**Stated exercise**:
Copy the data below word for word, leaving out the pictures.

**Provided entries**:
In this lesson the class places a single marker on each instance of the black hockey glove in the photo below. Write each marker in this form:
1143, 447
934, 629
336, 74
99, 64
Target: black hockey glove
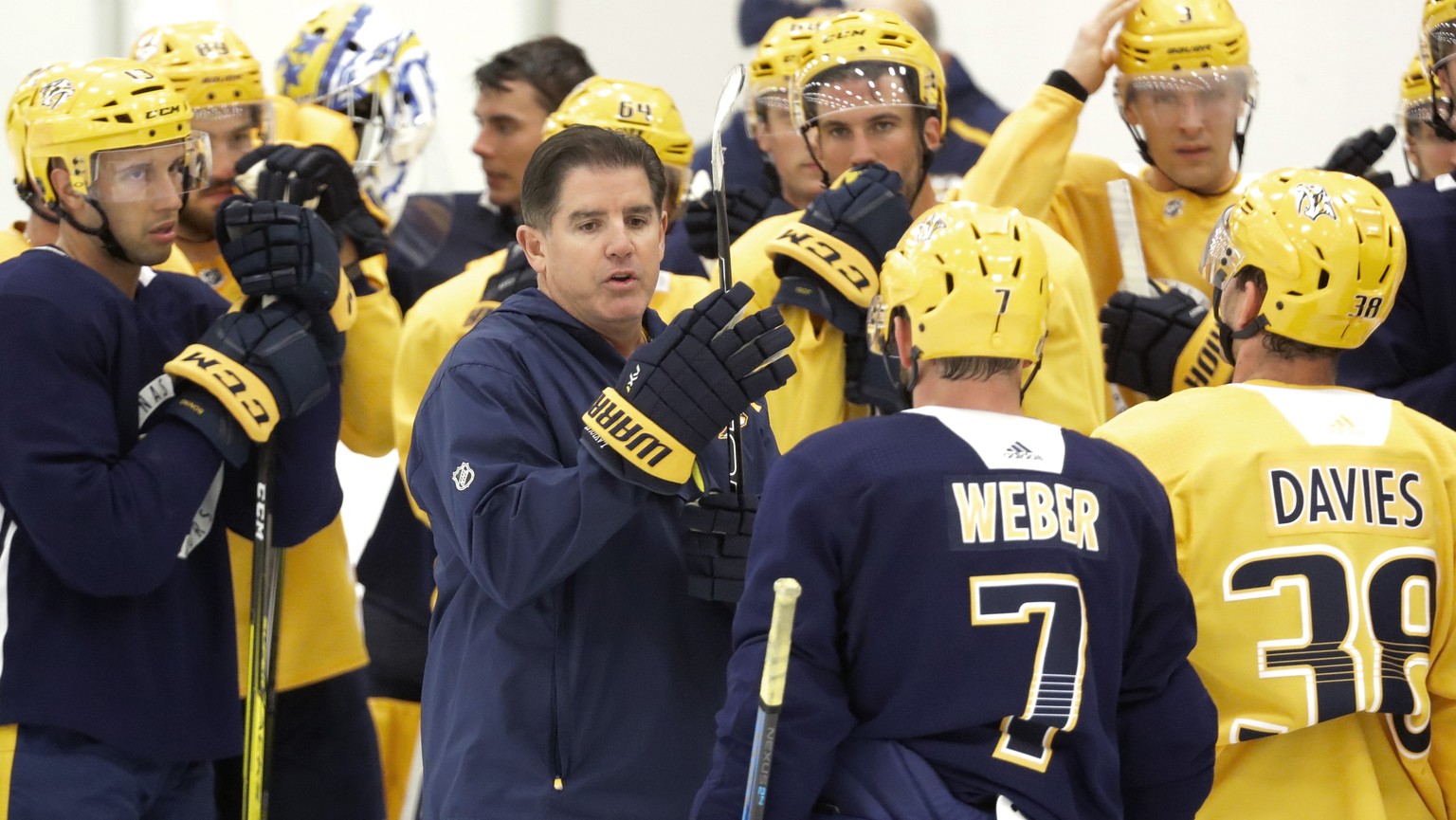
746, 209
285, 251
1357, 154
1159, 344
516, 274
303, 173
828, 261
717, 543
247, 374
681, 389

**Result**:
In this lesson the class places a single marker on each instance of the black hockey glove in the photo below. Write each marker in this form:
1143, 447
934, 629
336, 74
99, 64
Target: black hockey glove
746, 209
285, 251
1357, 154
1159, 344
516, 274
303, 173
828, 261
717, 543
247, 374
681, 389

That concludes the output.